**The problem**
Whenever a line carries the word "green", pull it out of the entries.

**Data section**
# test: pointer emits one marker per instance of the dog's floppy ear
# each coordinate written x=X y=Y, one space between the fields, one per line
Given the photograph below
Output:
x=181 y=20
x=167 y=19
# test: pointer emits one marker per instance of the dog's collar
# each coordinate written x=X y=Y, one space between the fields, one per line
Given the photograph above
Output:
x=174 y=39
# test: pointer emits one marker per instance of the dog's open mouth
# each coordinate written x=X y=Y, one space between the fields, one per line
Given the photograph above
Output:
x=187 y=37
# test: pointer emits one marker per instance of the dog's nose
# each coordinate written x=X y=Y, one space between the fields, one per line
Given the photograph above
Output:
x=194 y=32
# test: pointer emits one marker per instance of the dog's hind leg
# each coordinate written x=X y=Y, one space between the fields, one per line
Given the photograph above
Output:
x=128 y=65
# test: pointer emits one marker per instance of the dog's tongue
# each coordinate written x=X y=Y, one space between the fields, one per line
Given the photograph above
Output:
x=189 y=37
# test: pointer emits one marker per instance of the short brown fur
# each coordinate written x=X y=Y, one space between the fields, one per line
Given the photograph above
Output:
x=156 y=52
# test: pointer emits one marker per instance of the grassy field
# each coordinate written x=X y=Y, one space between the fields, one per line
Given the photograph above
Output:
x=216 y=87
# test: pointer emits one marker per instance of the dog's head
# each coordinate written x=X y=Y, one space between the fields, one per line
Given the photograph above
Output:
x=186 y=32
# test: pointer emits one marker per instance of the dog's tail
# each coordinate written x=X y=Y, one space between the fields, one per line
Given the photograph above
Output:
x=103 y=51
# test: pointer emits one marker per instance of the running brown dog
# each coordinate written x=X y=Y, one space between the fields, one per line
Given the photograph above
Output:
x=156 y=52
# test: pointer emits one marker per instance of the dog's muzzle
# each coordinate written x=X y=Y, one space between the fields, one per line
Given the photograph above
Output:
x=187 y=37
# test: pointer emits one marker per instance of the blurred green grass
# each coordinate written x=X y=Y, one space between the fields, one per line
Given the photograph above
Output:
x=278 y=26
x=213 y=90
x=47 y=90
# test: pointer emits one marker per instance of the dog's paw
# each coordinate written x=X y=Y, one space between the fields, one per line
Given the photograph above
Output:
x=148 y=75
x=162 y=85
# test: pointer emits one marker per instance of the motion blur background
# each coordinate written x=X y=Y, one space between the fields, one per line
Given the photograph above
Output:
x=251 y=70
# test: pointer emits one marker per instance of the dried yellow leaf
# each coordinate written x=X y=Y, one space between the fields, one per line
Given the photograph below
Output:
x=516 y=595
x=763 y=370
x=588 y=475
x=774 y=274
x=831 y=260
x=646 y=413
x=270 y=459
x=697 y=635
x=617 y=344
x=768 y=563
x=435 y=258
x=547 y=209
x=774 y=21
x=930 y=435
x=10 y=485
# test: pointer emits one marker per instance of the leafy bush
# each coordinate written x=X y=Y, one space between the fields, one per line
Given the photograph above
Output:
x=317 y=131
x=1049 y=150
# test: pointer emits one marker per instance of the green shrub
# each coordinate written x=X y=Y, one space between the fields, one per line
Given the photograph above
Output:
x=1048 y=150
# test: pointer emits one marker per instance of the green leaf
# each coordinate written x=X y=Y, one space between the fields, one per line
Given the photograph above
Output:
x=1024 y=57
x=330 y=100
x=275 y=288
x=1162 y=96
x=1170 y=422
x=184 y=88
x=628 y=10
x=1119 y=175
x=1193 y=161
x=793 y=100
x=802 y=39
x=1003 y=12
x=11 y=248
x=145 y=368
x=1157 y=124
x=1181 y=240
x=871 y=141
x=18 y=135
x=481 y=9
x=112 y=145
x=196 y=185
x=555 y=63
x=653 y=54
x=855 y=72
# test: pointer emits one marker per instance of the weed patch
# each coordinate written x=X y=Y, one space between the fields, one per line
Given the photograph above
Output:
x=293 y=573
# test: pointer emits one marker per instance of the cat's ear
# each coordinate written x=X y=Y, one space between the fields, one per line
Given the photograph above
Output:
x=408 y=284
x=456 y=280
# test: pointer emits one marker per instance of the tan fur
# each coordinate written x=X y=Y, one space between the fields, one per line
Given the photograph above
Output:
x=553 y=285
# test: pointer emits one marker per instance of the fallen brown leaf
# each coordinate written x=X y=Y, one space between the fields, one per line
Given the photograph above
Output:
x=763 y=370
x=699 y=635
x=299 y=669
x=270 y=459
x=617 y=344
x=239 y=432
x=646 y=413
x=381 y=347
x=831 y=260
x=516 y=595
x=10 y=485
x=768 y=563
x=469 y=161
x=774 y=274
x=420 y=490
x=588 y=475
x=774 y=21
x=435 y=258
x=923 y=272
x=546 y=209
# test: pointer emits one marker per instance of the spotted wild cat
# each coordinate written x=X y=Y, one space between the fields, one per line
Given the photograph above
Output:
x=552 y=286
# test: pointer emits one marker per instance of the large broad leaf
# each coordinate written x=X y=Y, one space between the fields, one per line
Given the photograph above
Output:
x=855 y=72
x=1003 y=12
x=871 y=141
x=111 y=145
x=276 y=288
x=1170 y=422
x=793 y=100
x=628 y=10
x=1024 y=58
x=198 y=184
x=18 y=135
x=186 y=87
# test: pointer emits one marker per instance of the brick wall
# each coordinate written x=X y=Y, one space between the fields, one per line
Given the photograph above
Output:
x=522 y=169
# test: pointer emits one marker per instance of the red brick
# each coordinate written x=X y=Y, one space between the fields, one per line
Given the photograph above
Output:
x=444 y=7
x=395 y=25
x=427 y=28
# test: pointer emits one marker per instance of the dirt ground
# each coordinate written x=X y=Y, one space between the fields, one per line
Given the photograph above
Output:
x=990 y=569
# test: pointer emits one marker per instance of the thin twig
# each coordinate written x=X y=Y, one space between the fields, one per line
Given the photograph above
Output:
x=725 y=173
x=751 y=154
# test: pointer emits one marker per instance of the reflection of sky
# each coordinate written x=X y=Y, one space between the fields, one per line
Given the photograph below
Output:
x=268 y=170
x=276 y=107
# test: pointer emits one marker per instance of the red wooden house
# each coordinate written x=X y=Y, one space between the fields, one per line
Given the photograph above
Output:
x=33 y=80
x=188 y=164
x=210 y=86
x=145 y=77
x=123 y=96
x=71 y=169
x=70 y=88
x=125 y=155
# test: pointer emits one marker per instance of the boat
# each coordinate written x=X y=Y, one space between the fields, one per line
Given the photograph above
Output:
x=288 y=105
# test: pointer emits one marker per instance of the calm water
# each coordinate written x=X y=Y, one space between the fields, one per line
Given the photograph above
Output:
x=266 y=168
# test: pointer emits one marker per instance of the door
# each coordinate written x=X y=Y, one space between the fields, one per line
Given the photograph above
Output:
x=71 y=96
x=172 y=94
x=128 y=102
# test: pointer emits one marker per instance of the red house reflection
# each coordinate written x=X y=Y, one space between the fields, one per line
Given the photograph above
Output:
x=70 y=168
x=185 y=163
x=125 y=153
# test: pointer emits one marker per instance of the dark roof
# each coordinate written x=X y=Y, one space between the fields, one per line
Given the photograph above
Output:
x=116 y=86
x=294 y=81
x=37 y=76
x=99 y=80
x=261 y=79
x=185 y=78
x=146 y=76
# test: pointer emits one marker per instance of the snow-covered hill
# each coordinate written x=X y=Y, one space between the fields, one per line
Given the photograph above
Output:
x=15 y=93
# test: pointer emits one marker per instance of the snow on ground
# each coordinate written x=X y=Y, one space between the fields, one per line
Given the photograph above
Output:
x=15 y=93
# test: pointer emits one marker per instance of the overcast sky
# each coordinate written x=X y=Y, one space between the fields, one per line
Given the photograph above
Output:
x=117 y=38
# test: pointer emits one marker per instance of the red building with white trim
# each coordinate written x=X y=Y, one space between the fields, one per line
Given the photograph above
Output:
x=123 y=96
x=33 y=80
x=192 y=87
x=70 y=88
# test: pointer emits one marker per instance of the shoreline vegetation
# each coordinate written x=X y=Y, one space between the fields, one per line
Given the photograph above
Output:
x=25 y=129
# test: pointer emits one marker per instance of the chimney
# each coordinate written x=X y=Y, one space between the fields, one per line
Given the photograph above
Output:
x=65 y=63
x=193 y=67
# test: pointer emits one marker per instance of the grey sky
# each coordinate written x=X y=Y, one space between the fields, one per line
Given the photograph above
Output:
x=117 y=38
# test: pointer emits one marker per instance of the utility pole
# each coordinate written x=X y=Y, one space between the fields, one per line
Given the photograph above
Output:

**Solved problem**
# test: pointer emits one marker per instance of the blurred green grass
# test: pointer emits one marker per instance of the green shrub
# test: pointer emits one marker per instance of the green leaf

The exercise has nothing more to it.